## Testo di partenza
Roma - «Dopo di me, colpiscono anche i miei figli». In pubblico si guarda bene dal parlarne, non tanto perché davvero lo reputi opportuno quanto per evitare che possa scattare la ghigliottina del tribunale di sorveglianza che può sempre revocargli i servizi sociali. In privato, però, Silvio Berlusconi è tranchant: al punto dal parlare apertamente di «magistrati in campagna elettorale», contestando non solo le «incredibili richieste» a carico di Fedele Confalonieri e Pier Silvio Berlusconi (ieri, nell'ambito del processo Mediatrade, i pm di Milano hanno chiesto tre anni e quattro mesi per il primo e tre anni e due mesi per il secondo) ma pure la «tempistica». Secondo il leader di Forza Italia, dunque, non solo c'è stato un cambio di livello perché, è il senso del ragionamento, la procura di Milano «punta ora sulla mia famiglia» ma si è anche scientificamente deciso di far esplodere il caso a poco più di 48 ore dal voto.
L'ex premier, insomma, continua ad essere convinto che, ottenuta la sua condanna con tanto di affido ai servizi sociali, l'obiettivo siano ora le sue aziende e la sua famiglia. Altrimenti questa la riflessione fatta ieri in quel di Palazzo Grazioli non si spiegherebbe un pm che nella requisitoria ammette l'estraneità ai fatti di Confalonieri e Piersilvio Berlusconi per poi chiederne una condanna ad oltre tre anni di carcere. Non è un caso, dunque, che la responsabile comunicazione di Forza Italia Deborah Bergamini lo definisca «un modo diverso di fare politica» che «non prevede né interviste né comizi» ma «che è ormai altrettanto collaudato». «Come nei regimi asiatici attacca Augusto Minzolini vengono perseguitati anche figli e amici, la cui unica colpa è il rapporto filiale o amicale». Insomma, dice Giovanni Toti, «questa è una campagna elettorale falsata».

## Righe fornite
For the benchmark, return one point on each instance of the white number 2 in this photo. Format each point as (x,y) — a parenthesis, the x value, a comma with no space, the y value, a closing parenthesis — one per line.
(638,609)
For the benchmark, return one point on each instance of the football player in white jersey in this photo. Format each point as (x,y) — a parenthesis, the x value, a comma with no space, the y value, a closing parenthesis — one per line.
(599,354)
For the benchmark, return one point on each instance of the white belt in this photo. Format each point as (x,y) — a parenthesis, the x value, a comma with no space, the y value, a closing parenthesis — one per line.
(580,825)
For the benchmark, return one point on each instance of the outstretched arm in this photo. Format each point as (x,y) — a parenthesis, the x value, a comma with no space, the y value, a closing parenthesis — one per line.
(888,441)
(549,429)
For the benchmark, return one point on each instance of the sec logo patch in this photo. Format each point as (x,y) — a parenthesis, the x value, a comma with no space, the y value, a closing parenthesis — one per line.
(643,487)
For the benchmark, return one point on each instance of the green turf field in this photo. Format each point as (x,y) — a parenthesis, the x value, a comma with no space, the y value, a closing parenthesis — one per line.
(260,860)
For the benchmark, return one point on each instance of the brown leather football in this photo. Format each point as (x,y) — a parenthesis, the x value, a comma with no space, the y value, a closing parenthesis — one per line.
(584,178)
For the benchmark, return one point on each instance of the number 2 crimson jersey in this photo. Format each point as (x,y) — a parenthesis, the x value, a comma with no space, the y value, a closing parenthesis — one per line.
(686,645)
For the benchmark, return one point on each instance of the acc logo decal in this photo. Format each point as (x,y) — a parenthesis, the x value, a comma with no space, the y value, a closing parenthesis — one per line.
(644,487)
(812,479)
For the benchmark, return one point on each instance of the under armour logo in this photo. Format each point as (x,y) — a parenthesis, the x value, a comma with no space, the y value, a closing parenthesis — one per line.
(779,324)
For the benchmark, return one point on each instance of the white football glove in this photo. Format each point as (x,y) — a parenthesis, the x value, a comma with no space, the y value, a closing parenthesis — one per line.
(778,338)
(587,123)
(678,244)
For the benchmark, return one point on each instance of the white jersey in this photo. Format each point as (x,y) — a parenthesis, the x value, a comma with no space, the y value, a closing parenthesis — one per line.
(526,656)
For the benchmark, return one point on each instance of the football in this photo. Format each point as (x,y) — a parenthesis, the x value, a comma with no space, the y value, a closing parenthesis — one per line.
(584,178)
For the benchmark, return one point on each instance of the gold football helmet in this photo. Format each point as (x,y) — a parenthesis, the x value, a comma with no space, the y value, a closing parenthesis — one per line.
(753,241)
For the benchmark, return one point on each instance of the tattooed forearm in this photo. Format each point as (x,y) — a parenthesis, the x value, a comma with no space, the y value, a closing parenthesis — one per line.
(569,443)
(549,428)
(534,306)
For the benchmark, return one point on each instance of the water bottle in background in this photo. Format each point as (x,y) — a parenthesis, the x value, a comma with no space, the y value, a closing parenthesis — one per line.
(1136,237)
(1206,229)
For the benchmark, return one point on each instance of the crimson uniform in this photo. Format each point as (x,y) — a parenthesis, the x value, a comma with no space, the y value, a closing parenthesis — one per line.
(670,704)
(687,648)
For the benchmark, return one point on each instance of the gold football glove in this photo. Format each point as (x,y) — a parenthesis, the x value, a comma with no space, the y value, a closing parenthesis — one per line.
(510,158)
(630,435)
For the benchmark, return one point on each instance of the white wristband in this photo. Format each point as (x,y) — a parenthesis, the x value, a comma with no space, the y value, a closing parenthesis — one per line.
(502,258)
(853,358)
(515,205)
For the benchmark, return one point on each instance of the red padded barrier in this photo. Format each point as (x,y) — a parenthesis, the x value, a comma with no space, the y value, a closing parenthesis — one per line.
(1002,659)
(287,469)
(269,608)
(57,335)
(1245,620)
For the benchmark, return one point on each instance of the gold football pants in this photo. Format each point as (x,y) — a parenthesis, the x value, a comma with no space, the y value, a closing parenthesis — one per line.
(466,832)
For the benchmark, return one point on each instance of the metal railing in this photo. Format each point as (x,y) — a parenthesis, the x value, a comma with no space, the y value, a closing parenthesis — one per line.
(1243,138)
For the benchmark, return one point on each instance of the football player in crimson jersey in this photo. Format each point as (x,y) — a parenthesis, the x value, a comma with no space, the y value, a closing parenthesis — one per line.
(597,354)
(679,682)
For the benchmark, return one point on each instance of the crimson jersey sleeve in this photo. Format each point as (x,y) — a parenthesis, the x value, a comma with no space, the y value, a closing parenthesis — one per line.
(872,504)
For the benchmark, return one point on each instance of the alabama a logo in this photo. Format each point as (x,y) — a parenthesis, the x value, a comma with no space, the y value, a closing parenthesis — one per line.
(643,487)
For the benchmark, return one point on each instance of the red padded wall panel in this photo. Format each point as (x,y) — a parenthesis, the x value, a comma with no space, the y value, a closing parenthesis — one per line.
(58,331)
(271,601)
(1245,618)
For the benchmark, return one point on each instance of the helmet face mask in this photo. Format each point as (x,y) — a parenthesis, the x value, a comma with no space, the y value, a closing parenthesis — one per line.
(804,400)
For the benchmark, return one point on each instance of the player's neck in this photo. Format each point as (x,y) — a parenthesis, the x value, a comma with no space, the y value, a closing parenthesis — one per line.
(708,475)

## Consegna
Secondo l'articolo sulle richieste di condanna per Confalonieri e Pier Silvio Berlusconi, perché Silvio Berlusconi evita di parlarne in pubblico? Rispondi in una-tre frasi. Le righe non hanno alcun ruolo in questo esercizio.

## Risposta
Berlusconi evita di parlarne in pubblico non tanto perché lo ritenga davvero opportuno. Lo fa per impedire che il tribunale di sorveglianza, che può sempre farlo, gli revochi i servizi sociali.